__Exercise objective__. Search the data for the word "carries" and copy each line that has it.

__Source information__.
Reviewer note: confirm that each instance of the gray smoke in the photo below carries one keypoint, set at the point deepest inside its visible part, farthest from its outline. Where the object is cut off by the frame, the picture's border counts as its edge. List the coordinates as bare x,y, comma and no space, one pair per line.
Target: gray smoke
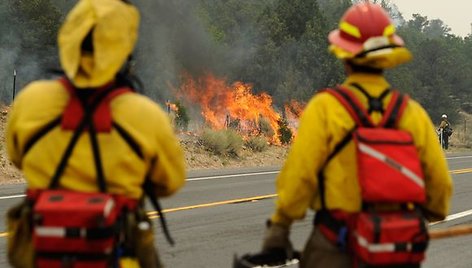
172,40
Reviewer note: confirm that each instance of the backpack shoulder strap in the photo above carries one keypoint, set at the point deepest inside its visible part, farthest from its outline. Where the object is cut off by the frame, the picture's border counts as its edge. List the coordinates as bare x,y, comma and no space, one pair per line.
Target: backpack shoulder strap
352,105
375,104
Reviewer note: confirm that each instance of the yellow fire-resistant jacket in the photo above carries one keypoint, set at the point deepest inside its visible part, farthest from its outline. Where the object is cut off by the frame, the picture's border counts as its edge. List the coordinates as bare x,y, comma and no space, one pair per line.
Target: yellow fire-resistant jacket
323,124
43,101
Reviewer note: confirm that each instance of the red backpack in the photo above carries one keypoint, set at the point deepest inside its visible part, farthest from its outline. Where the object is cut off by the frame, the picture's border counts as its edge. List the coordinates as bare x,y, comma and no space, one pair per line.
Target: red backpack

__Exercise response__.
Reviewer note: confirm that each instance of the gray smoke in the photo below carries one keypoint, set at the point deepest inside its visible part, farthest from its outline. Where the object is cut off by the frame, the picture's border counts as its edge. List the coordinates as bare x,y, comma and no space, one pair per line.
Reviewer note: confirm that each instance of the backpack shoulder strap in the photo above carries one keypoint, set at the point deepest inside its visible part, farthest from its outline. Where the object is cut off by the frame, the picture's border counts as its edge. List the coordinates as bare x,y, comma and no space, one pair per line.
Reviewer note: confirm that each instance of the yellow fire-resistant jacket in the photo above carries one keypoint, set at the point deepest inside its visible part, farthest from its outline. Where the object is cut off by the frame, the picture's border counts as its edge. List the coordinates as bare x,y, comma and no space, one pair per line.
Reviewer note: confirm that each instance of the red backpack in the photo above carries one keypoint, set at the point deepest inside its visible part, farthest from its outline. Where the object is cut off by the frame, the picture's border counts as its edge. List the coordinates as bare x,y, comma and no space, one pair per line.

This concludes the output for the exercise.